[Records from a collection]
** BEGIN **

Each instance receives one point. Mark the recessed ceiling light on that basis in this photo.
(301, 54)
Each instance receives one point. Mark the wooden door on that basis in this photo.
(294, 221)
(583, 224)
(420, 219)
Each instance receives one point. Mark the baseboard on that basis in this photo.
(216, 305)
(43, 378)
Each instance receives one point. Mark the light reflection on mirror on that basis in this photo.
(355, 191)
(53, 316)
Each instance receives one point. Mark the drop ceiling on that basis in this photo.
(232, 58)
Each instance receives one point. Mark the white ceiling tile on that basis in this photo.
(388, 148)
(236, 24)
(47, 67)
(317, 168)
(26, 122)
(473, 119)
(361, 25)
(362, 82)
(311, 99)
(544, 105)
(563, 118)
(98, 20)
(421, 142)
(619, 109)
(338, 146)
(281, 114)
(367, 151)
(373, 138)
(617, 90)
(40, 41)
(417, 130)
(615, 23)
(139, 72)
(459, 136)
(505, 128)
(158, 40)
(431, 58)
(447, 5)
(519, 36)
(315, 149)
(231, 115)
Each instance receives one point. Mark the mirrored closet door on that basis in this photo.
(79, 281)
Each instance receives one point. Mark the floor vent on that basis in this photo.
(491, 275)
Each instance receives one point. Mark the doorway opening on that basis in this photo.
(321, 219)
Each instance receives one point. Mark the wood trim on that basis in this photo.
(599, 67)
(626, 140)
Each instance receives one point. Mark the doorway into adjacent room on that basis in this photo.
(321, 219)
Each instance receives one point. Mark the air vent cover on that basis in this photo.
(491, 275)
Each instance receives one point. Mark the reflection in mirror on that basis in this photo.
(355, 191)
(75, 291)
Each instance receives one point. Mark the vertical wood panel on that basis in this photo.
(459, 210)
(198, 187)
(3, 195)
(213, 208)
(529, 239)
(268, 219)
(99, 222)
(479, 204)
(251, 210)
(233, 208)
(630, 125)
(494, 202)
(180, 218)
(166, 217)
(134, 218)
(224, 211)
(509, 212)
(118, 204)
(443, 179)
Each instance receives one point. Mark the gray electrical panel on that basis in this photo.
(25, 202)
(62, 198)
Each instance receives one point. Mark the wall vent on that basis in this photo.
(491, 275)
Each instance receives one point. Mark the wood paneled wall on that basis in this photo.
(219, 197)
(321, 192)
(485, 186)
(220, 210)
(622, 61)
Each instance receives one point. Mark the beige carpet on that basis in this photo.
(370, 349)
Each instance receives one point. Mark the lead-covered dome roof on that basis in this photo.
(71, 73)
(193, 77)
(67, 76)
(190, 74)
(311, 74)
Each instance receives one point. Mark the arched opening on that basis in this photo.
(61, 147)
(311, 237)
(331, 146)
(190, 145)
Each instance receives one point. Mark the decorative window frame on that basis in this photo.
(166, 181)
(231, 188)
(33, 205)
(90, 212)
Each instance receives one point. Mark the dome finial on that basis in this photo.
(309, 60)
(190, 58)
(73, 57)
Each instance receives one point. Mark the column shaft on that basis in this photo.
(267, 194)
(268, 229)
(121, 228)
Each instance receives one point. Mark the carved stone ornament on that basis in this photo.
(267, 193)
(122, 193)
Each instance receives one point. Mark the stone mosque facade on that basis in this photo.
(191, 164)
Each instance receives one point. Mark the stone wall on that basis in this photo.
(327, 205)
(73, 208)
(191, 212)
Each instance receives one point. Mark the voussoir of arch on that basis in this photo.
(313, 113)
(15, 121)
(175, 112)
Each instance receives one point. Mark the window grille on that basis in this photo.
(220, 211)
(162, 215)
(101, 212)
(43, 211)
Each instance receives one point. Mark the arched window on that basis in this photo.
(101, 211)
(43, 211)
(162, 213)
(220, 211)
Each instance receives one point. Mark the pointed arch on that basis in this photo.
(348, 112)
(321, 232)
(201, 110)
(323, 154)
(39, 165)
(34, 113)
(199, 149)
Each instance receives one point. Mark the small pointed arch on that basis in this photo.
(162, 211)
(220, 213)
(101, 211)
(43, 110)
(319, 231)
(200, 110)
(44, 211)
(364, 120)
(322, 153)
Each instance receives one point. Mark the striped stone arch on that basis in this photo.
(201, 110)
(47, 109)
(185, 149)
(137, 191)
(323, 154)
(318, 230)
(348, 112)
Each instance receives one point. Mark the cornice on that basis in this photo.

** END **

__Exercise description__
Please quote the data above in full, with no line missing.

__Correct output__
Each instance receives one point. Mark the recessed ceiling light on that basis in this photo.
(301, 54)
Each instance receives one point. Mark the wooden door on that basis in this photo.
(294, 221)
(583, 224)
(420, 219)
Each instance receives one point. Mark the baseboard on that basis in this photo.
(216, 305)
(43, 378)
Each instance receives one point. Mark the light reflection on mirror on that basis in this photo.
(355, 191)
(53, 316)
Each instance receives one point. Mark the drop ceiling on that basis in this photo.
(232, 58)
Each instance receives one point. Mark the white ceiling tile on that basis in this photo.
(388, 148)
(236, 24)
(47, 67)
(317, 168)
(26, 122)
(473, 119)
(361, 25)
(362, 82)
(311, 99)
(544, 105)
(563, 118)
(98, 20)
(421, 142)
(619, 109)
(338, 146)
(281, 114)
(367, 151)
(373, 138)
(617, 90)
(40, 41)
(417, 130)
(615, 23)
(139, 72)
(459, 136)
(505, 128)
(158, 40)
(431, 58)
(447, 5)
(519, 36)
(315, 149)
(231, 115)
Each instance receives one point. Mark the mirrored closet door on that basis in this photo.
(79, 281)
Each instance receives one point. Mark the floor vent on that basis in this photo.
(491, 275)
Each instance receives one point. Mark the doorway opening on that basis in this photo.
(321, 219)
Each instance receives one point. Mark the wood trim on that basis in this photo.
(599, 67)
(626, 140)
Each instance receives one point. Mark the doorway into adjacent room on that basis in this photo.
(321, 219)
Each instance receives one point. Mark the air vent cover on that basis in this photo.
(491, 275)
Each instance receives one point. Mark the reflection in mirror on that basis in this photo.
(355, 191)
(75, 291)
Each instance receives one point. Mark the vertical wood panel on that basis in this photo.
(459, 210)
(198, 187)
(3, 195)
(213, 208)
(529, 239)
(268, 219)
(99, 222)
(479, 204)
(251, 210)
(233, 208)
(630, 125)
(494, 202)
(180, 218)
(166, 217)
(134, 218)
(224, 211)
(509, 212)
(118, 204)
(443, 179)
Each instance receives one point. Mark the gray electrical panel on that basis in this photo.
(25, 202)
(62, 198)
Each instance receives one point. Mark the wall vent on that basis in this photo.
(491, 275)
Each instance receives one point. Mark the wood paneled wall on that basis in this photo.
(219, 197)
(321, 192)
(485, 186)
(220, 210)
(622, 61)
Each instance receives one point. Mark the beige carpet on that basis in this photo.
(370, 349)
Each instance receives one point. Mark the lead-covered dome roof on that basis in this photo.
(71, 73)
(193, 77)
(67, 76)
(190, 74)
(311, 74)
Each instance receives one point. Mark the arched opening on that basis in this photo.
(61, 147)
(311, 237)
(331, 146)
(190, 145)
Each instance receives one point. Mark the decorative window frame on that basis in this photo.
(166, 181)
(231, 188)
(33, 205)
(90, 212)
Each instance receives one point. Mark the dome finial on that basis in this photo.
(309, 60)
(190, 58)
(73, 57)
Each instance receives one point. Mark the column shaft on that basis in this photo.
(267, 194)
(268, 229)
(121, 228)
Each instance receives one point. Mark the carved stone ornament on that basis in this photo.
(267, 193)
(122, 193)
Each instance receives one point. Mark the stone mosque facade on that basis in this photo.
(191, 164)
Each instance receives one point. Mark the stone wall on that basis in this photo.
(327, 205)
(73, 208)
(191, 212)
Each instance receives one point. Mark the voussoir of arch on that basis in this photo.
(313, 113)
(15, 121)
(175, 112)
Each instance receives one point. Mark the window grille on that basis in this photo.
(220, 211)
(162, 215)
(101, 212)
(43, 211)
Each instance receives one point. Mark the arched window on that basis in this photo.
(101, 211)
(43, 211)
(162, 213)
(220, 211)
Each instance receives one point. Mark the pointed arch on that basis in this photo.
(348, 112)
(321, 232)
(201, 110)
(323, 154)
(39, 165)
(34, 113)
(199, 149)
Each instance receives one point. Mark the small pointed arch on that basis in this photo.
(162, 211)
(220, 213)
(101, 211)
(43, 110)
(319, 231)
(200, 110)
(44, 211)
(364, 120)
(322, 153)
Each instance receives one point. Mark the striped stone arch on that basis in this photo.
(201, 110)
(47, 109)
(185, 149)
(137, 191)
(323, 154)
(318, 230)
(348, 112)
Each instance receives one point. Mark the cornice on that basis in this photo.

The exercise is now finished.